Data extracted from a collection
______
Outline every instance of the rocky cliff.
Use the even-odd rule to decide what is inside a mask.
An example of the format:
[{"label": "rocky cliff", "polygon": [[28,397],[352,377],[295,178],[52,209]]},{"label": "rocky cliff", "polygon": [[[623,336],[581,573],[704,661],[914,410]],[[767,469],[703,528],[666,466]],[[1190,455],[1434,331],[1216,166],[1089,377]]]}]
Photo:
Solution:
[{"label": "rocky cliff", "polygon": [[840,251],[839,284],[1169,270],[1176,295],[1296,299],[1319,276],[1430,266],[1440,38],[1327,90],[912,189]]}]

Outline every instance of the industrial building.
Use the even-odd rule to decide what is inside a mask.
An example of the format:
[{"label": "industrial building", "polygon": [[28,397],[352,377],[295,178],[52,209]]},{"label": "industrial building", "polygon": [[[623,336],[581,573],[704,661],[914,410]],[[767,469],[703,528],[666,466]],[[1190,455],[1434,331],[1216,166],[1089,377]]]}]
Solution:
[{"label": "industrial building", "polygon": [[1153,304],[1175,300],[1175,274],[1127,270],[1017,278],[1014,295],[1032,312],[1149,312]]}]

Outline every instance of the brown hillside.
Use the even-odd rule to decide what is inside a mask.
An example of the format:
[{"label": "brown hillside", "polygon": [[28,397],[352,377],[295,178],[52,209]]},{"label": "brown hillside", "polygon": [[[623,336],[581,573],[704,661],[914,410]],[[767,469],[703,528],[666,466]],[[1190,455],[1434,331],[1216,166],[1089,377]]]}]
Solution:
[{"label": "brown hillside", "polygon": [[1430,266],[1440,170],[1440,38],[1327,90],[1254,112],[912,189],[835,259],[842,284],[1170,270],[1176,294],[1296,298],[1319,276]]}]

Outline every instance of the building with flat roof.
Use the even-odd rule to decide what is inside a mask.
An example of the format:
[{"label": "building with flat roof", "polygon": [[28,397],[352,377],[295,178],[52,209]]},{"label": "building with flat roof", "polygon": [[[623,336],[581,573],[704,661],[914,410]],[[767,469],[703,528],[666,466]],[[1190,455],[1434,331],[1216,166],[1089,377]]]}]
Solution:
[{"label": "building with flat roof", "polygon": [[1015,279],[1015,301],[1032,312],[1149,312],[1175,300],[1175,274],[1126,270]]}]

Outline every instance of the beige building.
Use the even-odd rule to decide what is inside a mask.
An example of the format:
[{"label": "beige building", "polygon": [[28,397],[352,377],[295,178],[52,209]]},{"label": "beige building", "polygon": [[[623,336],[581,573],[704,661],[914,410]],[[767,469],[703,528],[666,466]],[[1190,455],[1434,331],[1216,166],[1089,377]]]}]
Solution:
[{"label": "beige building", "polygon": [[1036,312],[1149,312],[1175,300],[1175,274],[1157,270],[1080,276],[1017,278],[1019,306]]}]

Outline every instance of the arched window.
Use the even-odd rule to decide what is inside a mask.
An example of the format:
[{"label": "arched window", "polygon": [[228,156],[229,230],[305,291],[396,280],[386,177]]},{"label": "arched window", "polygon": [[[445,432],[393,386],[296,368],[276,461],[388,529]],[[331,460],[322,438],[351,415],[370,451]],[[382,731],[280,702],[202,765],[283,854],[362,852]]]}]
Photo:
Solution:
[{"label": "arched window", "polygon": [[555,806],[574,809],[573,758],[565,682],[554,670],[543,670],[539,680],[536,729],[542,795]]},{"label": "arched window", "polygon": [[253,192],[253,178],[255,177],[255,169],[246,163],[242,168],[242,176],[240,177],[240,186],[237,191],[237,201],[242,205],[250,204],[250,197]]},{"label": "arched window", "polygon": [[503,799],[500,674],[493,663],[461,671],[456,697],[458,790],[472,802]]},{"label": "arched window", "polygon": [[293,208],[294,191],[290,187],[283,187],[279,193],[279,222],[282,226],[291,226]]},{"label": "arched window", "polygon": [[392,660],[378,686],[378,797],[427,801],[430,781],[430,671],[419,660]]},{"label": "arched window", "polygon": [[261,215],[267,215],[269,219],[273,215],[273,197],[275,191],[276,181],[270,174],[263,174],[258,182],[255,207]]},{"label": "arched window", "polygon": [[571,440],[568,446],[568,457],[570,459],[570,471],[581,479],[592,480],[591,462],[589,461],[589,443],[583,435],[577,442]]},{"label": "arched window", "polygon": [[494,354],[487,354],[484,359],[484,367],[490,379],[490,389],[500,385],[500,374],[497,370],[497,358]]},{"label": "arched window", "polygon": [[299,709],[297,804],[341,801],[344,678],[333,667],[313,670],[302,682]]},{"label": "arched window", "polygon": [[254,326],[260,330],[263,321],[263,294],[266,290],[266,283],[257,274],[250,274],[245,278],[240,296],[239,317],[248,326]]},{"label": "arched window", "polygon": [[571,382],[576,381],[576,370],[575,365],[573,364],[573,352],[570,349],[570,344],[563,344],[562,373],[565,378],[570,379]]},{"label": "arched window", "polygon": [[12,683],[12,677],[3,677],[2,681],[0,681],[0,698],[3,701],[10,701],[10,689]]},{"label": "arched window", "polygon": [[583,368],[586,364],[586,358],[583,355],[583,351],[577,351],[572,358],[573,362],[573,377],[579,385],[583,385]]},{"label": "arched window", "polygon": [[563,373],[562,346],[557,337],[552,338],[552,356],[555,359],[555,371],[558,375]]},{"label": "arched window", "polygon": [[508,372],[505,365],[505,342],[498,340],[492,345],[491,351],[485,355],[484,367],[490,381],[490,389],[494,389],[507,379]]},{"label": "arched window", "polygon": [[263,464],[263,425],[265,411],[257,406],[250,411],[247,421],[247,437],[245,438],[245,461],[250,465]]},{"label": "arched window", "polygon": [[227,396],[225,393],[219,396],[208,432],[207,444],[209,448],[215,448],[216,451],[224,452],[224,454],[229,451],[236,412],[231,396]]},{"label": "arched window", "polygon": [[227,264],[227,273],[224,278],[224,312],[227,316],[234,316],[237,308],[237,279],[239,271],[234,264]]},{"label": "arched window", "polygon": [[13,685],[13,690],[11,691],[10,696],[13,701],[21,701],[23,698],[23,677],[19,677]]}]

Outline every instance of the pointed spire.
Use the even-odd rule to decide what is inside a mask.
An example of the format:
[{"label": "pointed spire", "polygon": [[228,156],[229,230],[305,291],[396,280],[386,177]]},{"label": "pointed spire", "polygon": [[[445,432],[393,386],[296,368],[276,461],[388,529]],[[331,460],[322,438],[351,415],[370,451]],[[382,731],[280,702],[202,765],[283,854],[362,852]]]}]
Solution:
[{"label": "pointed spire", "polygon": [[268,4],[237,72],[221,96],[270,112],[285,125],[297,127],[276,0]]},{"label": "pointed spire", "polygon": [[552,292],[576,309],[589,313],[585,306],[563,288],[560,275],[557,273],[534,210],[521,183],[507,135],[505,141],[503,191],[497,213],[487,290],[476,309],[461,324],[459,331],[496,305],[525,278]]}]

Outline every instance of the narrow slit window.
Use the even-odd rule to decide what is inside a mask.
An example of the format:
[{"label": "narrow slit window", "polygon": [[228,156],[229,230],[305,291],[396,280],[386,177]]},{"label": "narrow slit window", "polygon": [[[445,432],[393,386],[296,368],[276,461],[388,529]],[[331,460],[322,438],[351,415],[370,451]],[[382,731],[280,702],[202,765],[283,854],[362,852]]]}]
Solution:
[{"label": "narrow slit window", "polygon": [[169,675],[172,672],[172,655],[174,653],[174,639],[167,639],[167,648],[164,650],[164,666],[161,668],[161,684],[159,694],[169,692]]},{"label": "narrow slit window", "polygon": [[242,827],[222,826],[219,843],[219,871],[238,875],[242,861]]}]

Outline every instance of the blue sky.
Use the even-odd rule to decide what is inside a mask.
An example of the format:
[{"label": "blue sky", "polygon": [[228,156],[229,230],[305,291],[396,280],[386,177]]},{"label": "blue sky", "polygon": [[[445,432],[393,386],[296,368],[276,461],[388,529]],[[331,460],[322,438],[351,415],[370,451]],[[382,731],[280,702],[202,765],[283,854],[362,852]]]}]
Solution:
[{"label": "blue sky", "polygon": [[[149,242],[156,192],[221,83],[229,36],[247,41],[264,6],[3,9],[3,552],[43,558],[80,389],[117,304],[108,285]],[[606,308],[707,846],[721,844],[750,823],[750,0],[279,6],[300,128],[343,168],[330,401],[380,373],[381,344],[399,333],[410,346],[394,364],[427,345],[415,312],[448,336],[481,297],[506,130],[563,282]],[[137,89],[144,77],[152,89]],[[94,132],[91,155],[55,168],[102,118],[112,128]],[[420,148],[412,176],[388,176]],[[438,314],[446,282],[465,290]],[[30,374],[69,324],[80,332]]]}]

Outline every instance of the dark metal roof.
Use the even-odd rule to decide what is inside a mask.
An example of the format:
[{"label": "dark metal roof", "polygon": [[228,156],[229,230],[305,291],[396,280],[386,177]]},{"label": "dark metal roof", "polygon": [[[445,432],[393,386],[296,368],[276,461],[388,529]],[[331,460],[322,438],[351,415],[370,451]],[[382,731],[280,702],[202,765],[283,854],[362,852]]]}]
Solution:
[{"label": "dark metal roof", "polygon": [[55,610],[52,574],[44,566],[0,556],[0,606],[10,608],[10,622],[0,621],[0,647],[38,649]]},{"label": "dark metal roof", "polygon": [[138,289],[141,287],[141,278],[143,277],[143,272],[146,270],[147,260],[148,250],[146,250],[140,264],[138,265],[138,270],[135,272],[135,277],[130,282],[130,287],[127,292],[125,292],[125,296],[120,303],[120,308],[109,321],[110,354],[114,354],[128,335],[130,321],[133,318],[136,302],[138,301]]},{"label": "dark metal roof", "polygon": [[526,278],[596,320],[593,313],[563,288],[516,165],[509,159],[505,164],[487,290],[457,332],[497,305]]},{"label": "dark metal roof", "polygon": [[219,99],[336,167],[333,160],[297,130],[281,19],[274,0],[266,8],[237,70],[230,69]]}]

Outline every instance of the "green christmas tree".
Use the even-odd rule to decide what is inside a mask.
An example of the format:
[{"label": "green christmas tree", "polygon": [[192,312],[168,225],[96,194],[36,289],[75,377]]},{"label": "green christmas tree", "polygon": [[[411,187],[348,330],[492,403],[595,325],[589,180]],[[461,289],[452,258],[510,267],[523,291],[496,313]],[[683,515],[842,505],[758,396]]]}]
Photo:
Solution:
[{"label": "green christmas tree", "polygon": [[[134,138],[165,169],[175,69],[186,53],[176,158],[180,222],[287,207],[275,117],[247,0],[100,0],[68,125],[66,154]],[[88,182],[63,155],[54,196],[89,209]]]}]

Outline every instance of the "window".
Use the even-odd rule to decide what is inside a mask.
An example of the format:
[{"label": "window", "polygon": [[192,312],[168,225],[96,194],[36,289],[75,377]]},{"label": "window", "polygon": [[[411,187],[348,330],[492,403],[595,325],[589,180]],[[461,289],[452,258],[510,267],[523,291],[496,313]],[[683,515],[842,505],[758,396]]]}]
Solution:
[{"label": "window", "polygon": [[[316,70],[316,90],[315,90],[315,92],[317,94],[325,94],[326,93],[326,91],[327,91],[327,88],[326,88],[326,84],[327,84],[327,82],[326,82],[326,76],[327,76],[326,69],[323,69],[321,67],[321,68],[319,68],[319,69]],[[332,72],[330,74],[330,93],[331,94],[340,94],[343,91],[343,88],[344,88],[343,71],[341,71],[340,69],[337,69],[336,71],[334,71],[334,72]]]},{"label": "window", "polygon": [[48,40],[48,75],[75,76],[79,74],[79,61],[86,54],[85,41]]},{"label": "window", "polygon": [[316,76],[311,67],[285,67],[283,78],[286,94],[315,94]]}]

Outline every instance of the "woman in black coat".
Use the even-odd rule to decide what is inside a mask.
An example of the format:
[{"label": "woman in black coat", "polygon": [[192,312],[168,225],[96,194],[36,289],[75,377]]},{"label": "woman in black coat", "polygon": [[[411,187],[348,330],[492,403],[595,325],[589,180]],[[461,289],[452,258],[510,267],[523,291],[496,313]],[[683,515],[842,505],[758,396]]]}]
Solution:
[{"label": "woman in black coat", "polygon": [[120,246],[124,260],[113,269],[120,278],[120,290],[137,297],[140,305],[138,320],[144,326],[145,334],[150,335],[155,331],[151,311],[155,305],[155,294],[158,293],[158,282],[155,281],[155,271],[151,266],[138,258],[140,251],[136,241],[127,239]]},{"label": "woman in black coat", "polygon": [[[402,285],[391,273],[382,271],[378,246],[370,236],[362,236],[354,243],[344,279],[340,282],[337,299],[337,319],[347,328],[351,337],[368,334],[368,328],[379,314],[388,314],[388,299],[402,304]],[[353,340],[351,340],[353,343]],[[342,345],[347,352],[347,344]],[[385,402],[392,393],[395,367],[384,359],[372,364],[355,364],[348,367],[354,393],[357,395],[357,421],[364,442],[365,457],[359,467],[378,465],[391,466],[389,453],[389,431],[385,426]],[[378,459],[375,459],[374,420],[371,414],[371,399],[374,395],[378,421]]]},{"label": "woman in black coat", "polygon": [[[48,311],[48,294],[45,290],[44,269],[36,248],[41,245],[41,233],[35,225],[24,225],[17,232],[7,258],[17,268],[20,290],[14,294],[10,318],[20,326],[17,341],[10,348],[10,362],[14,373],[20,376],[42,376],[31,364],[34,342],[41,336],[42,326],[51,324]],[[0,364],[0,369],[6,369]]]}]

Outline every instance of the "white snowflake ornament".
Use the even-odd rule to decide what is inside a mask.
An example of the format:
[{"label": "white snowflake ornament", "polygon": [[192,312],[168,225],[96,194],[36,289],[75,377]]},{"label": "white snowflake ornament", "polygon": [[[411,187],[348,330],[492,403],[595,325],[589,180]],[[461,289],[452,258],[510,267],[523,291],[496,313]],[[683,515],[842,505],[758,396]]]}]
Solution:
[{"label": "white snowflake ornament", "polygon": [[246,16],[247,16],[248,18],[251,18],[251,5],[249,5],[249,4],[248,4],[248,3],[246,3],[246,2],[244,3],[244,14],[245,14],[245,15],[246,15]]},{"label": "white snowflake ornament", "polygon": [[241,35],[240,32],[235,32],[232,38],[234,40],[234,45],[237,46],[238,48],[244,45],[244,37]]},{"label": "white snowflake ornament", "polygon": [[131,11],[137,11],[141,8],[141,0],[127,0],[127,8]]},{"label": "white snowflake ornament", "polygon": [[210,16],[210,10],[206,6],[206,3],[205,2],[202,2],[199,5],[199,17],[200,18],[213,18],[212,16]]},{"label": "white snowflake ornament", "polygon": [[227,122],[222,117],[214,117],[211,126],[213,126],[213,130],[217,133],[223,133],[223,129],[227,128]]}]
______
Copy out, exactly and alone, the lines of the entries above between the ones holding "Outline every instance of the building" and "Outline every instance of the beige building.", inclusive.

__RESULT__.
Outline every instance of the building with flat roof.
Use the even-odd rule to decide what is inside a mask.
An example of the format:
[{"label": "building with flat roof", "polygon": [[28,397],[352,377],[295,178],[52,209]]},{"label": "building with flat roof", "polygon": [[[623,336],[581,573],[704,661],[914,410]],[[767,469],[703,528],[666,466]],[[1190,455],[1434,331],[1216,166],[1089,377]]]}]
Solution:
[{"label": "building with flat roof", "polygon": [[1015,279],[1015,301],[1032,312],[1149,312],[1175,300],[1175,274],[1126,270]]}]

Outline every instance of the beige building.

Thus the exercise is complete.